[Extrait fourni]:
□ □ □ □

L’IHTP est en effet voué à porter la «recherche scientifique, critique et objective sur notre histoire contemporaine» et doit réunir, outre le CVCE, le Centre d’études et de recherches européennes Robert Schuman ainsi que le volet recherche des Centres de documentation et de recherche sur la résistance et l’enrôlement forcé. Restait en suspens le sort des missions mémorielles de ces deux derniers centres.

Le Centre de documentation et de recherche sur la résistance, comme son faux jumeau sur l’enrôlement forcé, créés respectivement en 2002 et 2005, avaient jusqu’à présent, comme leur nom l’indique, une double vocation qui a suscité de nombreuses critiques. D’abord sur la légitimité de tels centres dédiés à une seule cause spécifique, nourrissant les soupçons selon lesquels ces centres étaient créés comme autant de cadeaux à tel ou tel groupe d’influence. Le refus d’ériger un troisième centre qui serait dévolu à l’Holocauste a aussi nourri certaines rancœurs et incompréhensions.

Enfin, le fait que ces centres soient rattachés au ministère d’État et non à celui de l’Enseignement supérieur et de la Recherche a aussi prêté à la critique. Mais si Jean-Claude Juncker était en première ligne en tant que chef du gouvernement, il ne faut pas non plus oublier que le CSV partageait le pouvoir à l’époque de l’émergence des centres de documentation et de recherche: avec le DP jusqu’en 2004, puis avec le LSAP.

Distinguer recherche et souvenir

C’est donc finalement en ordre dispersé et au coup par coup que s’est dessinée la recherche sur l’histoire du Grand-Duché autour de la Seconde Guerre mondiale. Indépendamment des centres de documentation et de recherche, certains historiens comme Vincent Artuso et Denis Scuto sont venus ébranler la mémoire collective en revisitant la réalité de l’Occupation, que ce soit à propos de la spoliation des biens appartenant aux juifs, de l’action réelle de la Commission administrative ou encore de l’attitude de la population luxembourgeoise face à l’occupant nazi.

□ □ □ □

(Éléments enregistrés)

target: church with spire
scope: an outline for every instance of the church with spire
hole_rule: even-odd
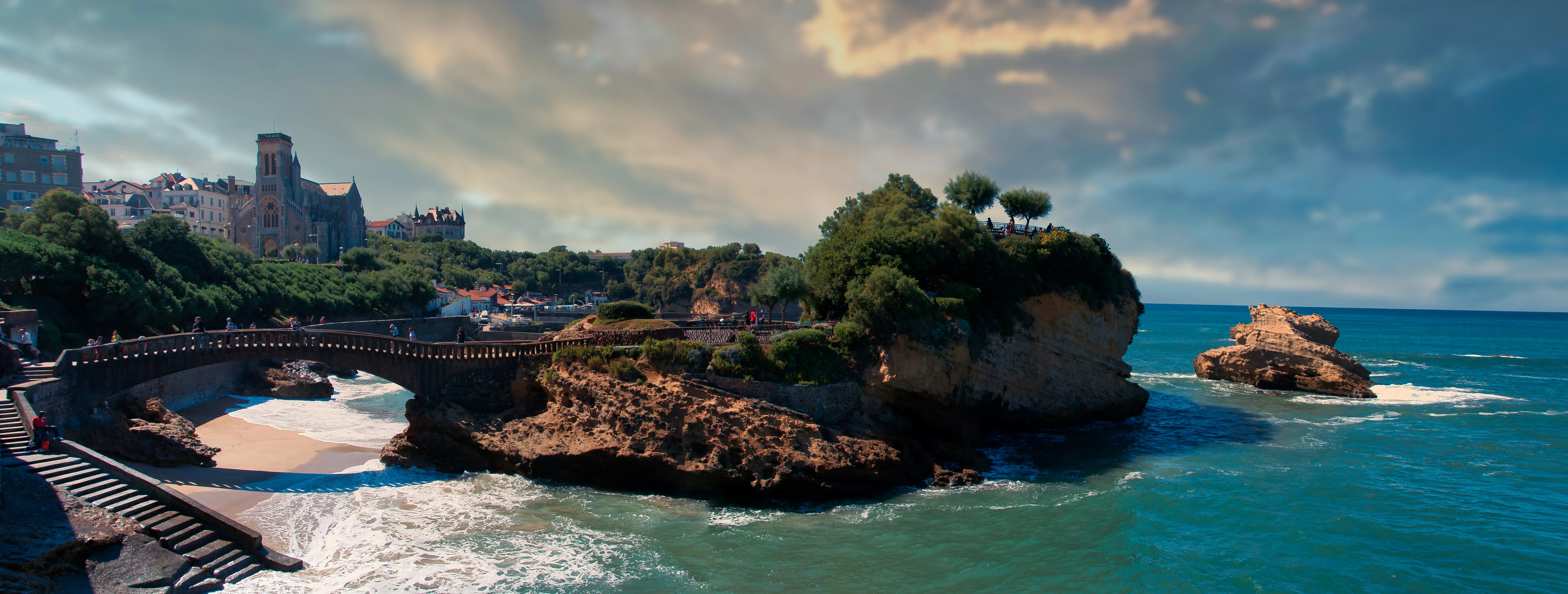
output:
[[[315,244],[336,259],[365,244],[365,208],[353,180],[317,183],[299,174],[293,139],[281,132],[256,135],[256,183],[234,196],[234,243],[274,255],[284,248]]]

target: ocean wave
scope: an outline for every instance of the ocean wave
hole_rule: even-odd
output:
[[[339,400],[235,398],[245,400],[248,404],[229,409],[230,417],[284,431],[296,431],[323,442],[379,448],[392,436],[408,428],[408,422],[405,420],[375,417],[356,411]]]
[[[1388,406],[1388,404],[1452,404],[1452,403],[1466,403],[1475,400],[1519,400],[1519,398],[1499,397],[1496,393],[1471,390],[1465,387],[1425,387],[1414,384],[1377,384],[1372,386],[1372,393],[1375,393],[1377,398],[1341,398],[1341,397],[1325,397],[1325,395],[1303,395],[1290,398],[1290,401],[1317,403],[1317,404]]]
[[[453,478],[379,462],[364,470],[301,483],[328,489],[278,494],[241,513],[307,569],[262,572],[224,591],[560,591],[659,574],[681,578],[641,538],[546,511],[572,502],[525,478]]]

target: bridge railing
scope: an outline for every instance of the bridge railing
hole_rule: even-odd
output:
[[[503,359],[519,356],[550,354],[563,346],[593,345],[593,339],[563,339],[546,342],[475,342],[431,343],[400,337],[343,332],[343,331],[218,331],[201,334],[169,334],[152,339],[63,351],[56,370],[75,365],[93,365],[111,360],[130,360],[152,356],[198,354],[226,350],[339,350],[381,353],[417,359]],[[301,359],[307,354],[301,353]]]

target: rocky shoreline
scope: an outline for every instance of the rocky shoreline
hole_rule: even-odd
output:
[[[989,467],[975,448],[986,431],[1121,420],[1148,403],[1121,360],[1135,304],[1043,295],[1021,307],[1025,317],[1007,334],[883,346],[864,384],[764,384],[790,392],[773,400],[793,409],[707,381],[706,360],[643,356],[633,375],[580,360],[514,376],[477,371],[411,400],[409,428],[381,459],[739,500],[974,484]],[[826,423],[811,414],[812,390],[836,401],[858,393],[858,406]]]
[[[1198,354],[1193,371],[1206,379],[1251,384],[1265,390],[1303,390],[1377,398],[1372,373],[1334,348],[1339,329],[1322,315],[1300,315],[1267,304],[1248,309],[1253,321],[1231,328],[1232,346]]]

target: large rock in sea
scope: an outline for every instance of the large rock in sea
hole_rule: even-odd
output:
[[[1253,321],[1231,328],[1232,346],[1192,360],[1200,378],[1226,379],[1270,390],[1303,390],[1377,398],[1372,375],[1334,343],[1339,329],[1322,315],[1300,315],[1267,304],[1250,309]]]
[[[1047,428],[1143,414],[1149,392],[1127,381],[1132,367],[1121,360],[1138,332],[1135,302],[1093,307],[1047,293],[1019,307],[1027,317],[1011,334],[935,346],[900,337],[867,368],[866,393],[983,426]]]

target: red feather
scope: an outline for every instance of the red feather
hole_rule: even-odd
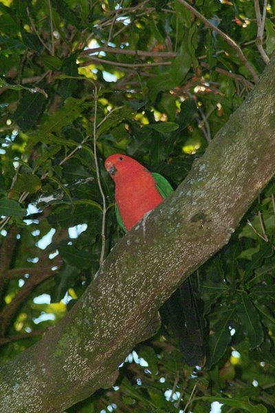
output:
[[[111,176],[116,183],[116,201],[129,231],[164,198],[150,172],[132,158],[111,155],[105,160],[105,167],[108,171],[113,170]]]

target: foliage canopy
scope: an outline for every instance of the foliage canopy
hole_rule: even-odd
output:
[[[175,188],[274,50],[272,1],[194,3],[0,3],[1,363],[64,316],[122,236],[104,158],[127,153]],[[161,329],[68,412],[272,411],[274,193],[192,277],[206,368],[191,374]]]

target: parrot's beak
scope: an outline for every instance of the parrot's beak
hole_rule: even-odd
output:
[[[108,172],[109,173],[110,175],[115,175],[116,172],[117,171],[117,169],[116,168],[115,165],[112,165],[109,169],[108,169]]]

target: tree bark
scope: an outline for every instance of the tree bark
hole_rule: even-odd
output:
[[[118,242],[72,310],[0,370],[0,410],[63,412],[159,324],[177,286],[229,240],[275,171],[275,59],[177,191]]]

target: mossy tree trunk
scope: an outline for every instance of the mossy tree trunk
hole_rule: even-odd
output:
[[[0,370],[0,410],[63,412],[159,324],[157,310],[229,240],[275,171],[275,59],[175,193],[125,235],[67,317]]]

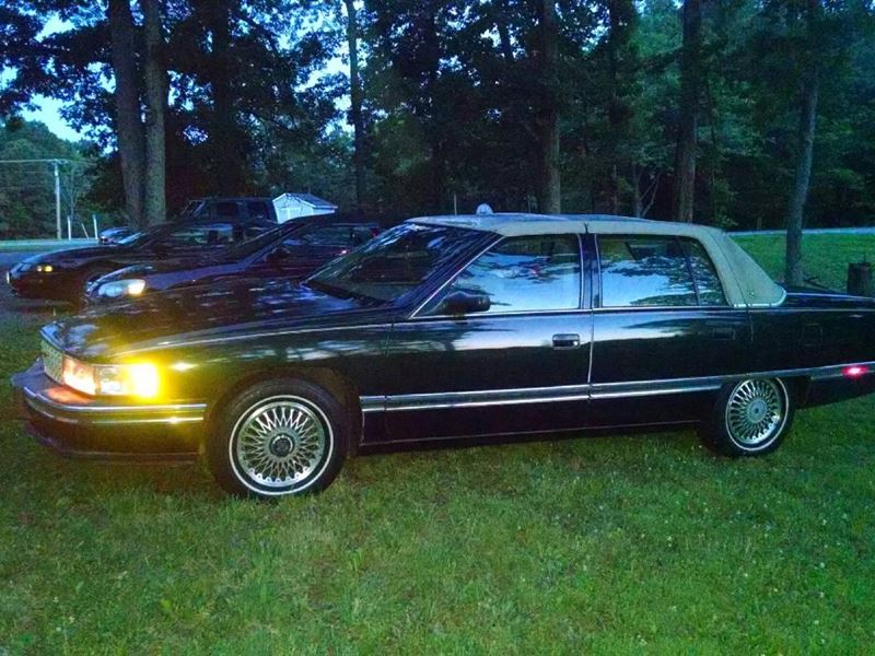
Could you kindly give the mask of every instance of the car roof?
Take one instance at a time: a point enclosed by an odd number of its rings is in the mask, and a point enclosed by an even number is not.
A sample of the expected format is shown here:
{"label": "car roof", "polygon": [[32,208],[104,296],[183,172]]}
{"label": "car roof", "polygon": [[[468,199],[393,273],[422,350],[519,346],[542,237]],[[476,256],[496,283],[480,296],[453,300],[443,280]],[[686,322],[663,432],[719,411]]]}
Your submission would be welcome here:
{"label": "car roof", "polygon": [[418,216],[416,219],[410,219],[410,221],[429,225],[446,225],[448,227],[465,227],[468,230],[493,232],[505,237],[574,232],[600,233],[630,231],[638,233],[650,232],[651,230],[660,234],[674,234],[673,231],[677,231],[678,234],[686,235],[690,232],[711,230],[707,226],[691,223],[651,221],[649,219],[615,216],[611,214],[458,214]]}
{"label": "car roof", "polygon": [[410,222],[490,232],[504,237],[569,233],[690,237],[708,251],[732,305],[771,307],[786,297],[784,289],[732,237],[708,225],[609,214],[464,214],[420,216]]}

□ □ □ □

[Consigne]:
Répondez à ces questions à partir de l'extrait sur la recherche historique au Luxembourg :
(a) En quelles années le Centre de documentation et de recherche sur la résistance et celui sur l'enrôlement forcé ont-ils été créés ?
(b) À quel ministère ces centres étaient-ils rattachés ?
(c) Quels historiens l'extrait nomme-t-il ?
La liste n'a aucun rôle dans ce travail.

[Réponse finale]:
(a) Le centre sur la résistance a été créé en 2002, celui sur l'enrôlement forcé en 2005.
(b) Ils étaient rattachés au ministère d'État.
(c) Il nomme Vincent Artuso et Denis Scuto.